Sözlü Tarihçi Eylem Delikanlı’nın 12 Eylül 1980 Askeri Darbesi’ne dair çalışmaları, kendi yolculuğunda ilerlerken bulduğu “hakikatler” ışığını başkalarıyla da paylaşmasıyla da ilgili.
Kardeşi Özlem Delikanlı ile birlikte yazdıkları sözlü tarih çalışmalarından oluşan iki kitap: “Hiçbir Şey Aynı Olmayacak” ve “Keşke Bir Öpüp Koklasaydım”, 12 Eylül’ü anlamak dahası sonraki kuşaklara aktarabilmek adına en kıymetli başvuru kaynaklarından. İlk kitap 12 Eylül sürecini yaşamış ailelere odaklanırken, İkincisinde siyasi mülteciler ana odağınız haline dönüşüyor. İki araştırmacı sözlü tarih çalışmalarının üçüncüsünde ise Kürt halkının 12 Eylül’e dair bellek kaydını tutuyor.
“Neden sonuç” ilişkisi üzerinden bugünü 12 Eylül Askeri Darbesi’nde azade görmeyen Delikanlı, “Yargının siyasallaşmasının köklerini tarih boyunca gördüğümüz askeri mahmekelere, DGM’lere kadar götürebiliriz. Akademik özgürlüklerden bahsedemiyorsak 82 Anayasası’yla kurulan YÖK’e, akademik örgütlenmeye getirilen yasaklara bakarak anlamalıyız” diyor ve hatırlatıyor: “Devlet aynı hataları yapmıyor, özünde olanı devam ettiriyor…”
Öncelikle iki kitabınızla başlamak istiyorum. “Hiçbir Şey Aynı Olmayacak” ve “Keşke Bir Öpüp Koklasaydım”.. Her iki kitabı yazma fikri nasıl oluştu?
12 Eylül üzerine çalışma fikri yıllar sonra annemin de babam gibi bir hapishane döneminden geçtiğini 30 yıl sonra öğrenmemle başladı aslında. Babamın 12 Eylül süreciyle büyümemize rağmen anneminkine dair hiçbir şey duymamış olmamız beni şaşkına çevirmişti.
Bütün bu süreçleri de konuşan bir aileydik ama annemle ilgili bu durum bizden saklanmıştı. Babam 1985’in sonuna doğru çıktığında annemin TÖB-DER ile ilgili bir davası sonlanıyor ve hapis cezasına çarptırılıyor. Ankara’da öğretmen olarak çalışıyor bu esnada. Hakimle anlaşılıyor ve yalnızca haftasonları yatmak üzere Ulucanlar’a giriyor. Haftaiçi okulda öğretmenlik yapıyor, Cuma akşamı Ulucanlar’a giriyor ve Pazar çıkıyor. 6 ay boyunca devam ediyor bu.
Bu olduğunda ben 10 yaşlarındayım ama annemin evde olmadığını hatırlamıyorum hiçbir şekilde. Bunu duyduğumda önce derin bir üzüntü hissettim, bu üzüntü sırayla yerini kızgınlık ve öfkeye bıraktı.

--- Talimat 1 ---
Söyleşiden, "12 Eylül üzerine" sözcüklerinin geçtiği yerden başlayıp "devam ediyor bu." sözcüklerinden sonra biten kısmı hiç değiştirmeden kopyalayın.
Söyleşi ile kayıtlar birbirinden bağımsızdır.

--- Veri kümesi kayıtları ---
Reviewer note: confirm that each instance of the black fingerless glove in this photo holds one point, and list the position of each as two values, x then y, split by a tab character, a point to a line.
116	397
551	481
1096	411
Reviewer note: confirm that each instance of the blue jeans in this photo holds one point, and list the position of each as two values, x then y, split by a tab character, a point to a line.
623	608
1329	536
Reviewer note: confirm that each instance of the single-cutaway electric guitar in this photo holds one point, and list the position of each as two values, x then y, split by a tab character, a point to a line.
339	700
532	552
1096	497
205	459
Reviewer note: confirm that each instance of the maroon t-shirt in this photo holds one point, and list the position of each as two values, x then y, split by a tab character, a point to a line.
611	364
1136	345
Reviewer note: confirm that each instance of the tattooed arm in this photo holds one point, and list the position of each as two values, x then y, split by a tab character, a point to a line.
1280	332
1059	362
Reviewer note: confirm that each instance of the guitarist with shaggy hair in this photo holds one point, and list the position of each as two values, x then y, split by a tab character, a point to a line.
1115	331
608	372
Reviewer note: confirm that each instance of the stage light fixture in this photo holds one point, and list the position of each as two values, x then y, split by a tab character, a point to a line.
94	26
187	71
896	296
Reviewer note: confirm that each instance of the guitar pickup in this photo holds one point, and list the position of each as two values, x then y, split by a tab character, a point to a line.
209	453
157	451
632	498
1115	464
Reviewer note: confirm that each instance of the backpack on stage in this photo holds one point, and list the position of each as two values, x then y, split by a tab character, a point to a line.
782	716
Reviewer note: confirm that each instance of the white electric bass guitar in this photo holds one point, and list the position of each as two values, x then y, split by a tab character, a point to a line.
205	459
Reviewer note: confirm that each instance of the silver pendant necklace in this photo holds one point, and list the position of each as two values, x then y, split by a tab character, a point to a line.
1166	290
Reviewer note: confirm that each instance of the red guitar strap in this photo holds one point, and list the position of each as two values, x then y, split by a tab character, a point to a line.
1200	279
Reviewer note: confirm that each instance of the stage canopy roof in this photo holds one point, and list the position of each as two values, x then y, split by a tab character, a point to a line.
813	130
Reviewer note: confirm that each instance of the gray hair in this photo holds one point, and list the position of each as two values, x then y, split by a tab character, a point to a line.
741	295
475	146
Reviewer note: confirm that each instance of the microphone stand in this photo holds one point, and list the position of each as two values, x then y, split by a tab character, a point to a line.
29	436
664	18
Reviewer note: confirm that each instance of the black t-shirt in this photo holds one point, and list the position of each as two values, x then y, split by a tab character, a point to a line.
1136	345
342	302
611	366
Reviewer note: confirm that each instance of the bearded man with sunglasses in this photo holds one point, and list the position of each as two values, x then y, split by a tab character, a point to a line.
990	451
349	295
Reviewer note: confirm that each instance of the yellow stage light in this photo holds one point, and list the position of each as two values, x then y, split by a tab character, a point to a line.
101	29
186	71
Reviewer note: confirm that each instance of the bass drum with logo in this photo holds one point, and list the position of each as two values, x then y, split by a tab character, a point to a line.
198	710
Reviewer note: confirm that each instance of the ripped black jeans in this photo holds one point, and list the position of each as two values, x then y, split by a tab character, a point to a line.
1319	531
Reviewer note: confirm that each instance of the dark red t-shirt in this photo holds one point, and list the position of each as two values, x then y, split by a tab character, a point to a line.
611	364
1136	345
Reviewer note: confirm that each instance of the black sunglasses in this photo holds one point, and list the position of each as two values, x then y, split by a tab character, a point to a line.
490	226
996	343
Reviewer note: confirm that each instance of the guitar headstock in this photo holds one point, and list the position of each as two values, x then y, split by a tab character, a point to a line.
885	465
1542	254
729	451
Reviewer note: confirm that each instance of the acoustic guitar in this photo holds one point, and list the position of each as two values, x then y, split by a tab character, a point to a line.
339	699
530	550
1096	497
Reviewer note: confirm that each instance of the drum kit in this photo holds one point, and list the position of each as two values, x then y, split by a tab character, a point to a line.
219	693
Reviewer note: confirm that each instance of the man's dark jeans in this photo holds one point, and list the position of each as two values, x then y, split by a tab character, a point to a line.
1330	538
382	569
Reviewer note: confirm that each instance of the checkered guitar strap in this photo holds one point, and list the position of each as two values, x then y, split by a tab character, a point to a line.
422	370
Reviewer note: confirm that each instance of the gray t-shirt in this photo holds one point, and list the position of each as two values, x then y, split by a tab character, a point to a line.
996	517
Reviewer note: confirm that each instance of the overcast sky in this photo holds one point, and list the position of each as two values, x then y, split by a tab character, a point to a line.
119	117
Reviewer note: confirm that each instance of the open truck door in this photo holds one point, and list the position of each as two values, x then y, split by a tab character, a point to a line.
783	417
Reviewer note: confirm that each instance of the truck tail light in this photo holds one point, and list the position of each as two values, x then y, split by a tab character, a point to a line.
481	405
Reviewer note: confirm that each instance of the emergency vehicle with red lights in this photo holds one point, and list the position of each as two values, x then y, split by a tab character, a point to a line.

--- Talimat 2 ---
Kayıtlarda "Reviewer note: confirm that each instance of the truck" ifadesini içeren satırdan kayıtların sonuna kadar uzanan satırları, "tail light" yerine "brake light" koyup geri kalan her şeyi aynen bırakarak yeniden yazın.

--- Tam yanıt 1 ---
12 Eylül üzerine çalışma fikri yıllar sonra annemin de babam gibi bir hapishane döneminden geçtiğini 30 yıl sonra öğrenmemle başladı aslında. Babamın 12 Eylül süreciyle büyümemize rağmen anneminkine dair hiçbir şey duymamış olmamız beni şaşkına çevirmişti.
Bütün bu süreçleri de konuşan bir aileydik ama annemle ilgili bu durum bizden saklanmıştı. Babam 1985’in sonuna doğru çıktığında annemin TÖB-DER ile ilgili bir davası sonlanıyor ve hapis cezasına çarptırılıyor. Ankara’da öğretmen olarak çalışıyor bu esnada. Hakimle anlaşılıyor ve yalnızca haftasonları yatmak üzere Ulucanlar’a giriyor. Haftaiçi okulda öğretmenlik yapıyor, Cuma akşamı Ulucanlar’a giriyor ve Pazar çıkıyor. 6 ay boyunca devam ediyor bu.

--- Tam yanıt 2 ---
Reviewer note: confirm that each instance of the truck brake light in this photo holds one point, and list the position of each as two values, x then y, split by a tab character, a point to a line.
481	405
Reviewer note: confirm that each instance of the emergency vehicle with red lights in this photo holds one point, and list the position of each as two values, x then y, split by a tab character, a point to a line.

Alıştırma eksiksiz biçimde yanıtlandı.